> [Items from a data source]:
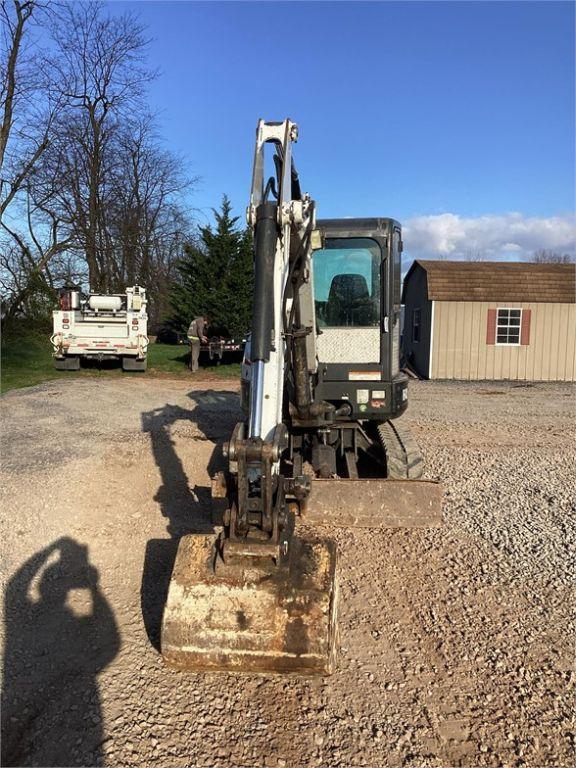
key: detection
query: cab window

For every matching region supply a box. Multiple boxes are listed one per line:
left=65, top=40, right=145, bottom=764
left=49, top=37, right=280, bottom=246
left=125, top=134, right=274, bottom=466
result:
left=313, top=238, right=381, bottom=328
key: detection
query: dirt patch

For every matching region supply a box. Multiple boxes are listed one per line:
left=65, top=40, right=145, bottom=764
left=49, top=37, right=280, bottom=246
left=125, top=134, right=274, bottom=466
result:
left=1, top=378, right=574, bottom=767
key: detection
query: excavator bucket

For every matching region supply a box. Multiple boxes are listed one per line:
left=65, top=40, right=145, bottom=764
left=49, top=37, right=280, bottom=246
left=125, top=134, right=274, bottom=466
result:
left=302, top=479, right=443, bottom=528
left=161, top=534, right=339, bottom=674
left=161, top=479, right=440, bottom=675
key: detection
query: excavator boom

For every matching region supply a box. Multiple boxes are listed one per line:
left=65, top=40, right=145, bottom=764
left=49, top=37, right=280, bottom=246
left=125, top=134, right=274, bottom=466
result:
left=162, top=119, right=340, bottom=674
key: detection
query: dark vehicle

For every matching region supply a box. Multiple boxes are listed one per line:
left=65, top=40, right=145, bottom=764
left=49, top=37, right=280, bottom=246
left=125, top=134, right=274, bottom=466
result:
left=155, top=328, right=187, bottom=345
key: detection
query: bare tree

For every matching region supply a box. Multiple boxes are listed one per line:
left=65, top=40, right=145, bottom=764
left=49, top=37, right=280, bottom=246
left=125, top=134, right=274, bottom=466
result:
left=1, top=1, right=196, bottom=328
left=463, top=248, right=486, bottom=262
left=46, top=1, right=156, bottom=290
left=0, top=199, right=81, bottom=324
left=0, top=0, right=64, bottom=221
left=108, top=117, right=194, bottom=323
left=531, top=249, right=574, bottom=264
left=0, top=0, right=75, bottom=322
left=0, top=0, right=34, bottom=173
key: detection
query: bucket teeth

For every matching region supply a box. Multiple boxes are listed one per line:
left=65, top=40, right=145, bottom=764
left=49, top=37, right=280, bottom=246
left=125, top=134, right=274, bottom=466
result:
left=161, top=534, right=339, bottom=675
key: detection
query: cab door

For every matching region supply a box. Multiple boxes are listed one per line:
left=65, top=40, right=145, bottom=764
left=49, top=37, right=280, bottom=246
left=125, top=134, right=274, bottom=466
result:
left=380, top=226, right=401, bottom=381
left=313, top=236, right=383, bottom=376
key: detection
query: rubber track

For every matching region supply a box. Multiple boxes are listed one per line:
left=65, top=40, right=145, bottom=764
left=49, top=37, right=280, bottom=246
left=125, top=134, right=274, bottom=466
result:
left=377, top=420, right=424, bottom=480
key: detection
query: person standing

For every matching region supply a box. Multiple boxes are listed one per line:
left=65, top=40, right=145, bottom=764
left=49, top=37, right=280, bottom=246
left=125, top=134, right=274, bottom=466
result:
left=187, top=314, right=210, bottom=372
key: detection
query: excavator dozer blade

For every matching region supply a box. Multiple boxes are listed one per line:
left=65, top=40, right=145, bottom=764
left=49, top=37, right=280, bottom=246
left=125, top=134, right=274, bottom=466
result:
left=161, top=534, right=339, bottom=675
left=302, top=479, right=443, bottom=528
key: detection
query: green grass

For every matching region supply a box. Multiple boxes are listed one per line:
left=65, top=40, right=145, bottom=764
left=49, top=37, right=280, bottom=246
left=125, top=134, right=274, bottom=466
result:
left=146, top=343, right=241, bottom=379
left=0, top=332, right=240, bottom=394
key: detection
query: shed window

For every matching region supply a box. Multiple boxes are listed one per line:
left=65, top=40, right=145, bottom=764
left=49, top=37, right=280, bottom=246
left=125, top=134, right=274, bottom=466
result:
left=412, top=308, right=421, bottom=343
left=496, top=308, right=522, bottom=345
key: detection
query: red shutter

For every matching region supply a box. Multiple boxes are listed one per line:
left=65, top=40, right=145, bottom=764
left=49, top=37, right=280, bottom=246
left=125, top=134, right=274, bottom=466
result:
left=486, top=308, right=497, bottom=345
left=520, top=309, right=531, bottom=345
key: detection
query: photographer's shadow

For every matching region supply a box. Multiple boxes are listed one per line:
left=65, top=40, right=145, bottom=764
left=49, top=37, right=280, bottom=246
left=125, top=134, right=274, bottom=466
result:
left=1, top=537, right=120, bottom=767
left=140, top=389, right=241, bottom=649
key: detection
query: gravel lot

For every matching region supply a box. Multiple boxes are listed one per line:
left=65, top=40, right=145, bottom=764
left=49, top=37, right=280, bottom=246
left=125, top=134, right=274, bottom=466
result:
left=1, top=376, right=574, bottom=768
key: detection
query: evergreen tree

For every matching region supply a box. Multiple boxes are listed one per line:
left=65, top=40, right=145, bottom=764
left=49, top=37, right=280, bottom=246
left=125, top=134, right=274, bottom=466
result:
left=169, top=196, right=254, bottom=337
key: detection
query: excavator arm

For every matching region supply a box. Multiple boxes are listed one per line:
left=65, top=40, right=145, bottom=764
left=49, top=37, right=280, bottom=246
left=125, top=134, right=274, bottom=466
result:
left=222, top=119, right=331, bottom=565
left=161, top=120, right=340, bottom=675
left=246, top=118, right=316, bottom=442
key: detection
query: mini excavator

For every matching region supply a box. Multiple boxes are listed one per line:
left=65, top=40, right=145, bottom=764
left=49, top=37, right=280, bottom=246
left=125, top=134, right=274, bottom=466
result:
left=161, top=119, right=442, bottom=674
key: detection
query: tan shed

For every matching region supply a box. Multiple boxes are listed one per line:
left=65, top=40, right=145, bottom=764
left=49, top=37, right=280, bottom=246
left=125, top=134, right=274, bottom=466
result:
left=401, top=261, right=576, bottom=381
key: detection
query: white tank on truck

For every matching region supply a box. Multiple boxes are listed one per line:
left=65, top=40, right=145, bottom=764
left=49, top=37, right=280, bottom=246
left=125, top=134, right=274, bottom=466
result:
left=88, top=295, right=123, bottom=312
left=51, top=285, right=148, bottom=371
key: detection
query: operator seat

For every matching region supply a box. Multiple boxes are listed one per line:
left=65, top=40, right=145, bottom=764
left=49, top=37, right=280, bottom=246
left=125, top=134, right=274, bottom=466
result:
left=326, top=273, right=375, bottom=326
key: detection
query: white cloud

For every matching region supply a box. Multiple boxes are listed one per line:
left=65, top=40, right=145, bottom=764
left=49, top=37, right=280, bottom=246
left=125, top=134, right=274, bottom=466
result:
left=403, top=212, right=576, bottom=261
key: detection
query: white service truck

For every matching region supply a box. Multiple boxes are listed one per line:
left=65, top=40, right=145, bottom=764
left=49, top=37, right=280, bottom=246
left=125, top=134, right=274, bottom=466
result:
left=51, top=285, right=148, bottom=371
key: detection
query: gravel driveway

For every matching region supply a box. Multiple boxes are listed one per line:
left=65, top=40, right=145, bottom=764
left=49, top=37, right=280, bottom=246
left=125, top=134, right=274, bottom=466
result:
left=1, top=377, right=574, bottom=768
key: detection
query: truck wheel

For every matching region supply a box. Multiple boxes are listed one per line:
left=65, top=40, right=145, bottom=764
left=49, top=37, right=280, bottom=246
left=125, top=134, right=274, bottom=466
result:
left=54, top=356, right=80, bottom=371
left=122, top=357, right=147, bottom=372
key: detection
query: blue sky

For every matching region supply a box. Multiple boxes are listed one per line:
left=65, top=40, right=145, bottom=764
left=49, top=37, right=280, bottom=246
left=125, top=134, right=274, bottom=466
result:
left=107, top=1, right=575, bottom=259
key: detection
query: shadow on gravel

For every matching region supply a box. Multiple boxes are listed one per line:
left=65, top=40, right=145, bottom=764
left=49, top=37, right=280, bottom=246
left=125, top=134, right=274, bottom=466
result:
left=1, top=537, right=120, bottom=767
left=140, top=390, right=241, bottom=650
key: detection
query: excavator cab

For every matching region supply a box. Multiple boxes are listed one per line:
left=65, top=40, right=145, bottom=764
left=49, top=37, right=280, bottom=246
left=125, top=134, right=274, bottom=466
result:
left=313, top=218, right=407, bottom=423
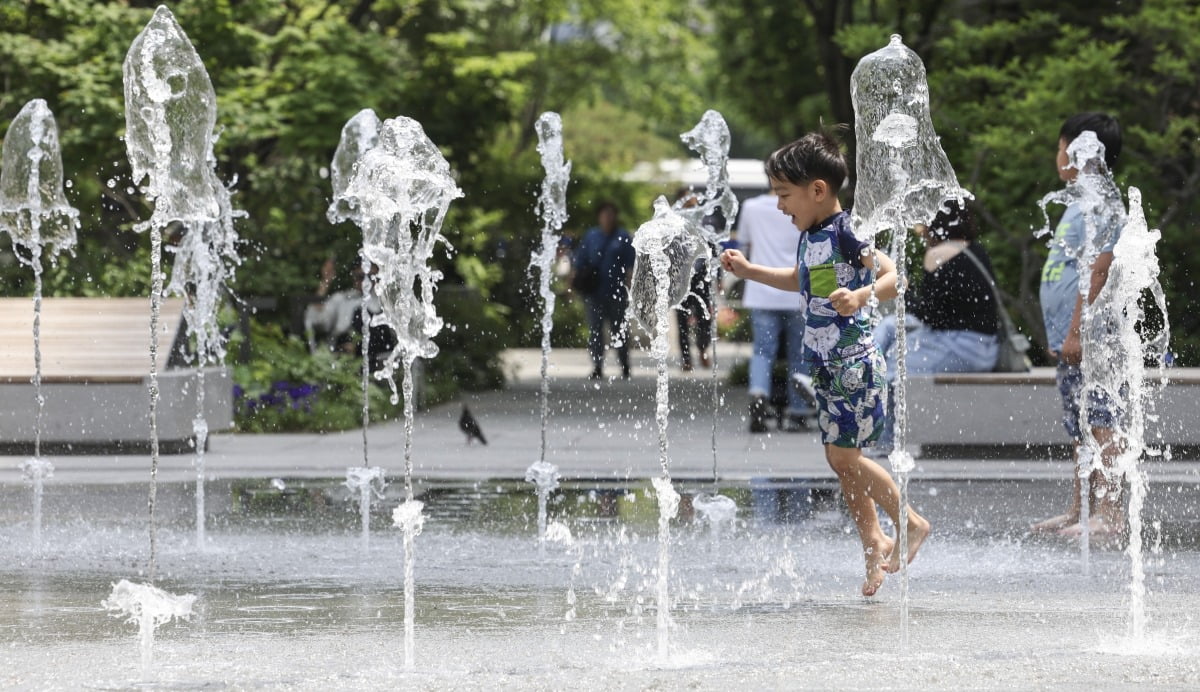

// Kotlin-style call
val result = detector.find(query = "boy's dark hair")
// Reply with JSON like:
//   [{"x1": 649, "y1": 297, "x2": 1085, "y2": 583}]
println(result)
[
  {"x1": 1060, "y1": 112, "x2": 1122, "y2": 170},
  {"x1": 765, "y1": 131, "x2": 848, "y2": 191},
  {"x1": 595, "y1": 200, "x2": 619, "y2": 217},
  {"x1": 928, "y1": 197, "x2": 977, "y2": 242}
]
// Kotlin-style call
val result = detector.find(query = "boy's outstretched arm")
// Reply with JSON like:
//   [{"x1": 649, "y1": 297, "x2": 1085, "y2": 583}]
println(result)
[
  {"x1": 720, "y1": 249, "x2": 799, "y2": 292},
  {"x1": 829, "y1": 248, "x2": 898, "y2": 316}
]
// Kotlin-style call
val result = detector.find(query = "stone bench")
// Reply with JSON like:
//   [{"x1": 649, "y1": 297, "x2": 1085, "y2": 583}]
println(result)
[
  {"x1": 906, "y1": 367, "x2": 1200, "y2": 459},
  {"x1": 0, "y1": 297, "x2": 232, "y2": 454}
]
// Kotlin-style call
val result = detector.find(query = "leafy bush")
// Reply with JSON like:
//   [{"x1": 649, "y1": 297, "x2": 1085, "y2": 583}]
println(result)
[
  {"x1": 231, "y1": 281, "x2": 507, "y2": 433},
  {"x1": 231, "y1": 320, "x2": 394, "y2": 433}
]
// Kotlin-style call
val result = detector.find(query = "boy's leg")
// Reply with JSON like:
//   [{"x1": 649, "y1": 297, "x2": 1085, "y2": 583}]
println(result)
[
  {"x1": 816, "y1": 353, "x2": 929, "y2": 592},
  {"x1": 826, "y1": 445, "x2": 931, "y2": 574},
  {"x1": 1033, "y1": 362, "x2": 1086, "y2": 530},
  {"x1": 824, "y1": 444, "x2": 892, "y2": 596},
  {"x1": 1059, "y1": 425, "x2": 1124, "y2": 537}
]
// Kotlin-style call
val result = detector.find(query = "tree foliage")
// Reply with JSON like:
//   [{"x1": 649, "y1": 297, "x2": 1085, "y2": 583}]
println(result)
[
  {"x1": 713, "y1": 0, "x2": 1200, "y2": 363},
  {"x1": 2, "y1": 0, "x2": 1197, "y2": 377}
]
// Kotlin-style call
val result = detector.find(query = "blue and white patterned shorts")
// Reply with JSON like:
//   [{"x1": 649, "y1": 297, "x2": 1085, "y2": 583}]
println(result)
[
  {"x1": 1056, "y1": 362, "x2": 1120, "y2": 441},
  {"x1": 812, "y1": 350, "x2": 887, "y2": 449}
]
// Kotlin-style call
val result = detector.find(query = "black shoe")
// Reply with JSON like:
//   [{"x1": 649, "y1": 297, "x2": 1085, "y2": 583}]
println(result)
[
  {"x1": 589, "y1": 367, "x2": 603, "y2": 380},
  {"x1": 621, "y1": 366, "x2": 631, "y2": 380},
  {"x1": 748, "y1": 395, "x2": 770, "y2": 433}
]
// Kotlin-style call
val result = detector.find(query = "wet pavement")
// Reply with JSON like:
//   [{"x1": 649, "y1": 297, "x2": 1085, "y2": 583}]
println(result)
[{"x1": 2, "y1": 347, "x2": 1200, "y2": 689}]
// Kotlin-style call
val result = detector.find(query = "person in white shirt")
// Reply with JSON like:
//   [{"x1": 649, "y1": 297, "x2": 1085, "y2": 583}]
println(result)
[{"x1": 736, "y1": 192, "x2": 815, "y2": 432}]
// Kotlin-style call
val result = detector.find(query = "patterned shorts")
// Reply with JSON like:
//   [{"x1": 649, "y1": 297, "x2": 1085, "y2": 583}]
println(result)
[
  {"x1": 812, "y1": 350, "x2": 888, "y2": 448},
  {"x1": 1056, "y1": 362, "x2": 1121, "y2": 441}
]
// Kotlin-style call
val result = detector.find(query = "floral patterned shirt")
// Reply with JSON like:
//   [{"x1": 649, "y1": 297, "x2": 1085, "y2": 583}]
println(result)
[{"x1": 796, "y1": 210, "x2": 876, "y2": 369}]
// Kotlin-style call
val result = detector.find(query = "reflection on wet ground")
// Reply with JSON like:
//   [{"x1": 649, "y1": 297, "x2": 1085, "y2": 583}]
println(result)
[{"x1": 2, "y1": 478, "x2": 1199, "y2": 688}]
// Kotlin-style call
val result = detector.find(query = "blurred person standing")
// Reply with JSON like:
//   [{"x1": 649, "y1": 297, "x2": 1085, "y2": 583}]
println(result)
[
  {"x1": 737, "y1": 192, "x2": 813, "y2": 432},
  {"x1": 572, "y1": 201, "x2": 636, "y2": 379}
]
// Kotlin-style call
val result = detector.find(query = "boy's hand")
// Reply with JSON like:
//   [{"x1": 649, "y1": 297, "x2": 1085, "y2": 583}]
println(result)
[
  {"x1": 720, "y1": 249, "x2": 747, "y2": 277},
  {"x1": 829, "y1": 287, "x2": 865, "y2": 316},
  {"x1": 1060, "y1": 331, "x2": 1082, "y2": 365}
]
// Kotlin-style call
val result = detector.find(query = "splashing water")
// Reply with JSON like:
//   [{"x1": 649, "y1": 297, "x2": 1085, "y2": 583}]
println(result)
[
  {"x1": 328, "y1": 108, "x2": 383, "y2": 469},
  {"x1": 674, "y1": 110, "x2": 739, "y2": 489},
  {"x1": 628, "y1": 110, "x2": 742, "y2": 657},
  {"x1": 0, "y1": 99, "x2": 78, "y2": 551},
  {"x1": 651, "y1": 476, "x2": 680, "y2": 658},
  {"x1": 630, "y1": 198, "x2": 709, "y2": 342},
  {"x1": 338, "y1": 114, "x2": 461, "y2": 671},
  {"x1": 328, "y1": 108, "x2": 382, "y2": 227},
  {"x1": 392, "y1": 499, "x2": 425, "y2": 670},
  {"x1": 629, "y1": 188, "x2": 722, "y2": 660},
  {"x1": 675, "y1": 110, "x2": 739, "y2": 243},
  {"x1": 525, "y1": 460, "x2": 561, "y2": 554},
  {"x1": 852, "y1": 36, "x2": 970, "y2": 243},
  {"x1": 102, "y1": 579, "x2": 195, "y2": 682},
  {"x1": 1071, "y1": 185, "x2": 1169, "y2": 640},
  {"x1": 125, "y1": 5, "x2": 239, "y2": 570},
  {"x1": 851, "y1": 34, "x2": 969, "y2": 644},
  {"x1": 693, "y1": 492, "x2": 737, "y2": 541},
  {"x1": 345, "y1": 466, "x2": 386, "y2": 554},
  {"x1": 343, "y1": 117, "x2": 461, "y2": 490},
  {"x1": 1037, "y1": 131, "x2": 1128, "y2": 573},
  {"x1": 530, "y1": 112, "x2": 571, "y2": 474},
  {"x1": 543, "y1": 521, "x2": 581, "y2": 621},
  {"x1": 165, "y1": 173, "x2": 241, "y2": 553},
  {"x1": 0, "y1": 100, "x2": 80, "y2": 258},
  {"x1": 19, "y1": 457, "x2": 54, "y2": 550}
]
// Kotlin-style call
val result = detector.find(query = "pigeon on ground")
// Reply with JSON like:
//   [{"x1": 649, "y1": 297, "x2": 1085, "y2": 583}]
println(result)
[{"x1": 459, "y1": 404, "x2": 487, "y2": 445}]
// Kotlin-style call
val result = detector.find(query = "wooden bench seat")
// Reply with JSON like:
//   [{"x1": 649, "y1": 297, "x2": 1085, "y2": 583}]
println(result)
[
  {"x1": 907, "y1": 367, "x2": 1200, "y2": 459},
  {"x1": 0, "y1": 297, "x2": 231, "y2": 454}
]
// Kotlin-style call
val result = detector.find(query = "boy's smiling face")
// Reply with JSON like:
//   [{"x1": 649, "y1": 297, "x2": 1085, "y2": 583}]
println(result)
[{"x1": 770, "y1": 176, "x2": 833, "y2": 230}]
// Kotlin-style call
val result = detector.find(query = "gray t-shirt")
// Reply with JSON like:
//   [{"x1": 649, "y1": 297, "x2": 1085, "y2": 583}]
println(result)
[{"x1": 1039, "y1": 204, "x2": 1119, "y2": 352}]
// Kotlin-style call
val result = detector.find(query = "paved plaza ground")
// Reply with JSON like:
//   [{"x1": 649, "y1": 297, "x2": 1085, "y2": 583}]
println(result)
[
  {"x1": 4, "y1": 347, "x2": 1200, "y2": 690},
  {"x1": 2, "y1": 345, "x2": 1198, "y2": 489}
]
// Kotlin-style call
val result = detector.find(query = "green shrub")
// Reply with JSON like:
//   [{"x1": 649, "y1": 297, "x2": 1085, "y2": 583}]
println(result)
[{"x1": 230, "y1": 320, "x2": 394, "y2": 433}]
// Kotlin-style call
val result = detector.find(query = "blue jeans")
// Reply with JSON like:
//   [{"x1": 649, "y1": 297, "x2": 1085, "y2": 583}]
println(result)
[
  {"x1": 874, "y1": 314, "x2": 999, "y2": 449},
  {"x1": 875, "y1": 314, "x2": 999, "y2": 380},
  {"x1": 749, "y1": 309, "x2": 811, "y2": 416}
]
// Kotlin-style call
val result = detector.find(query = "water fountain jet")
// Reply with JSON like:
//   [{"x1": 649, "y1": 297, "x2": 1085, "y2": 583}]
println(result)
[
  {"x1": 346, "y1": 465, "x2": 386, "y2": 554},
  {"x1": 851, "y1": 34, "x2": 969, "y2": 642},
  {"x1": 336, "y1": 112, "x2": 462, "y2": 670},
  {"x1": 1037, "y1": 130, "x2": 1128, "y2": 573},
  {"x1": 102, "y1": 579, "x2": 195, "y2": 682},
  {"x1": 124, "y1": 3, "x2": 240, "y2": 565},
  {"x1": 0, "y1": 98, "x2": 79, "y2": 550}
]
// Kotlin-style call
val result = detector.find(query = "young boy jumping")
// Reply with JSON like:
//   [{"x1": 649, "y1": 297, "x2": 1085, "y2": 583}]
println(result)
[{"x1": 720, "y1": 132, "x2": 931, "y2": 596}]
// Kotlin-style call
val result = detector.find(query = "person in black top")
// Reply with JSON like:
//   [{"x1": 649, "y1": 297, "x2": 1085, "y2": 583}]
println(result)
[{"x1": 875, "y1": 198, "x2": 1000, "y2": 379}]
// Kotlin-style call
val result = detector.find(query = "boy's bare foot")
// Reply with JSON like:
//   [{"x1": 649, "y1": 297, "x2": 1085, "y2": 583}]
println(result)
[
  {"x1": 1058, "y1": 515, "x2": 1125, "y2": 538},
  {"x1": 1031, "y1": 513, "x2": 1078, "y2": 533},
  {"x1": 862, "y1": 536, "x2": 894, "y2": 597},
  {"x1": 884, "y1": 514, "x2": 930, "y2": 574}
]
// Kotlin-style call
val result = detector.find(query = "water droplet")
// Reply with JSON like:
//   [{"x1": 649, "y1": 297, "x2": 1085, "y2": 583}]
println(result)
[{"x1": 106, "y1": 179, "x2": 117, "y2": 189}]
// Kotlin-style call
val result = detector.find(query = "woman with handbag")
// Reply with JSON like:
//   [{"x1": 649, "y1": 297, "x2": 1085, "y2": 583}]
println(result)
[
  {"x1": 874, "y1": 198, "x2": 1002, "y2": 379},
  {"x1": 873, "y1": 199, "x2": 1008, "y2": 453}
]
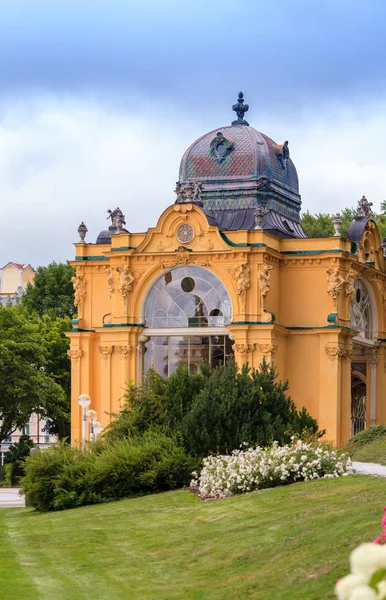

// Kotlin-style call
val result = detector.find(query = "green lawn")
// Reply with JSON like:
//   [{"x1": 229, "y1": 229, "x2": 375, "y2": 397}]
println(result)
[{"x1": 0, "y1": 476, "x2": 385, "y2": 600}]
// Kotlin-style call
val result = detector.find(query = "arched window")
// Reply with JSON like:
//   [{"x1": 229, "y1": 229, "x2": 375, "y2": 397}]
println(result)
[
  {"x1": 144, "y1": 266, "x2": 232, "y2": 328},
  {"x1": 142, "y1": 266, "x2": 233, "y2": 377},
  {"x1": 350, "y1": 279, "x2": 374, "y2": 341}
]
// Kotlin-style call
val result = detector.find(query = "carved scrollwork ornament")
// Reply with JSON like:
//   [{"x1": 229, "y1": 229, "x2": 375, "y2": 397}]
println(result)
[
  {"x1": 325, "y1": 345, "x2": 353, "y2": 362},
  {"x1": 257, "y1": 343, "x2": 278, "y2": 356},
  {"x1": 98, "y1": 346, "x2": 114, "y2": 360},
  {"x1": 116, "y1": 345, "x2": 133, "y2": 359},
  {"x1": 161, "y1": 247, "x2": 210, "y2": 269},
  {"x1": 235, "y1": 343, "x2": 255, "y2": 356},
  {"x1": 369, "y1": 349, "x2": 378, "y2": 367},
  {"x1": 210, "y1": 132, "x2": 234, "y2": 163},
  {"x1": 67, "y1": 349, "x2": 83, "y2": 360}
]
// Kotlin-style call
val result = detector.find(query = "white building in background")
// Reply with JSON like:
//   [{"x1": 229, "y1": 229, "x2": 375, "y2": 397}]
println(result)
[
  {"x1": 0, "y1": 262, "x2": 34, "y2": 306},
  {"x1": 0, "y1": 414, "x2": 57, "y2": 467}
]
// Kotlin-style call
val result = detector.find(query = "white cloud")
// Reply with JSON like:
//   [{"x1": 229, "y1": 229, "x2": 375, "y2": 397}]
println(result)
[{"x1": 1, "y1": 95, "x2": 386, "y2": 267}]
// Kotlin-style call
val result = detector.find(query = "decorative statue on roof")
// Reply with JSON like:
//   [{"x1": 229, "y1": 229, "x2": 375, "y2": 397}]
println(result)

> [EXERCISE DETAILS]: Return, from the data, each line where the string "bench" occurs.

> [REPLY TO THE TASK]:
val result = detector.find(query = "stone bench")
val result = detector.find(query = "wooden bench seat")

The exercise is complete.